[[ Text passage, beginning ]]
$2.6 Million Funds Another MERS Vaccine Candidate

While this respiratory disease is generally related to camel interactions in the Kingdom of Saudi Arabia, clinical efforts to produce a Middle East Respiratory Syndrome (MERS) vaccine have been elusive.
Since April 2012 and as of mid-March 2025, six World Health Organization regions have reported 2,618 cases of MERS, including 945 deaths, a significant case-fatality rate.
To address this need, CEPI announced, on March 25, 2025, a $2.6 million investment in moving a promising vaccine candidate into preclinical trials.
This new investment, developed by Newark, DE-based Uvax Bio, an early-stage vaccine technology company spun out of The Scripps Research Institute, is based on proprietary protein nanoparticle technology, 1c-SApNP®, licensed from Scripps Research.
The technology is already being tested against other infectious diseases, including HIV, where an in-human trial is ongoing.
Dr. Kent Kester, Executive Director of Vaccine R&D, CEPI, commented in a press release, “Uvax Bio’s unique vaccine could help strengthen our response to future MERS outbreaks while informing us of the vaccines being developed against other coronaviruses.”
Uvax’s novel vaccine design uses tiny protein “nanoparticles” to closely resemble or mimic the size and shape of the MERS coronavirus.
Uvax Bio has analyzed viral structures and designed the technology to present enhanced antigens —parts of the virus that trigger an immune response—in a multilayered scaffold layout. This design offers stability and allows for as many as twenty antigens to be presented at once, which could help provide strong protection by generating both antibody and T-cell immunity.
The 1c-SApNP® technology is also unique as it has been combined with a process called ‘glycan trimming.’
Here, sugar molecules—called glycans—that would generally cover the MERS virus are shortened in the nanoparticle virus-mimicking vaccine design. This could expose additional sites on the antigen surface, enhancing the immune response.
In addition to the vaccine candidate, several MERS vaccines are in clinical development addressing this zoonotic disease with an unknown source in 2025.
[[ Text passage, end ]]
[[ Information provided, beginning ]]
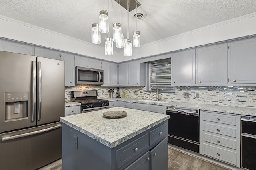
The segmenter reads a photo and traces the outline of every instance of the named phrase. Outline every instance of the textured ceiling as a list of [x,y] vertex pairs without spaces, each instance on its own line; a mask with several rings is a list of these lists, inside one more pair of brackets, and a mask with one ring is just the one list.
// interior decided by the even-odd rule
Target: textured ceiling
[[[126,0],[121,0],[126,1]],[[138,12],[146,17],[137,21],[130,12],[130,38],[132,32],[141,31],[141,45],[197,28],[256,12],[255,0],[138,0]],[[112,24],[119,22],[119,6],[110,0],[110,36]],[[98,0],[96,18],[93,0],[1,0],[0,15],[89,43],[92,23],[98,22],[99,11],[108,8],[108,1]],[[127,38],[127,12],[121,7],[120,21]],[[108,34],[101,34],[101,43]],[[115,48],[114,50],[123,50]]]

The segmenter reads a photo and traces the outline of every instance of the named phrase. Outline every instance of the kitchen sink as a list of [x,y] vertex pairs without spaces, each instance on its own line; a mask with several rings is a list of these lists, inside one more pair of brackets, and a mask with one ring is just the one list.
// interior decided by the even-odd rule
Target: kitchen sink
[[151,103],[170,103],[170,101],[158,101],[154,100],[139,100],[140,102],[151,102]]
[[ Information provided, end ]]
[[ Information provided, beginning ]]
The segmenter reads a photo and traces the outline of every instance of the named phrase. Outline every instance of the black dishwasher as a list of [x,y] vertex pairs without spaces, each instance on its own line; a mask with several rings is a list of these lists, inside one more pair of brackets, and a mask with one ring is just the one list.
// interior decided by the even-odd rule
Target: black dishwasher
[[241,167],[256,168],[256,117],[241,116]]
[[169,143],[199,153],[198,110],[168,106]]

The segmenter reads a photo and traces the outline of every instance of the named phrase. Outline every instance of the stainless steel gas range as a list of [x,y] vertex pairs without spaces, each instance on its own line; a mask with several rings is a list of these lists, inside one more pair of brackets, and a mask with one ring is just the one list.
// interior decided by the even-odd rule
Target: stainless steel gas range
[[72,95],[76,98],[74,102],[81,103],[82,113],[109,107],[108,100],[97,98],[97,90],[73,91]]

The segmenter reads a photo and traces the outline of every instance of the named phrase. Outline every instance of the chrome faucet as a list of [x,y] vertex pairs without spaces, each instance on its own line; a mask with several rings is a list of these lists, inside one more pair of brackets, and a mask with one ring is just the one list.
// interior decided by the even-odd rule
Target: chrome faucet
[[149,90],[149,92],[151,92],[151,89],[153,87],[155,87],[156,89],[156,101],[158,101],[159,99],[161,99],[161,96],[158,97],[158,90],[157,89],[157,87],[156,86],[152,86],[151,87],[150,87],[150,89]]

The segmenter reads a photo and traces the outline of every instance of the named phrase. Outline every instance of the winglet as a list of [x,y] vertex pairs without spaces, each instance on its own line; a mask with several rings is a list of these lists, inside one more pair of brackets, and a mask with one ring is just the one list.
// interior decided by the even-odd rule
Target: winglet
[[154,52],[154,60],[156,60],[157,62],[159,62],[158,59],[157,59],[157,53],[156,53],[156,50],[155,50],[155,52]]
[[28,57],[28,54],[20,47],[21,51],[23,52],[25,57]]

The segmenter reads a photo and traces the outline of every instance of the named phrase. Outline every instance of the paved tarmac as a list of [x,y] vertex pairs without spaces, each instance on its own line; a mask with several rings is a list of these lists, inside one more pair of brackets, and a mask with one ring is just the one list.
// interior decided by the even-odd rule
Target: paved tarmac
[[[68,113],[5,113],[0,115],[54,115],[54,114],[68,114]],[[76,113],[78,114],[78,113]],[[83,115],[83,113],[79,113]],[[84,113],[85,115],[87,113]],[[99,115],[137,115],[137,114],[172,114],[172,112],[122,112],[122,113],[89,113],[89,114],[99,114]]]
[[ Information provided, end ]]
Activity
Extract the passage of the MERS vaccine article starting at "This new investment, developed" and ending at "from Scripps Research.", copying it word for word. Work from the MERS vaccine article alone.

Task solution
This new investment, developed by Newark, DE-based Uvax Bio, an early-stage vaccine technology company spun out of The Scripps Research Institute, is based on proprietary protein nanoparticle technology, 1c-SApNP®, licensed from Scripps Research.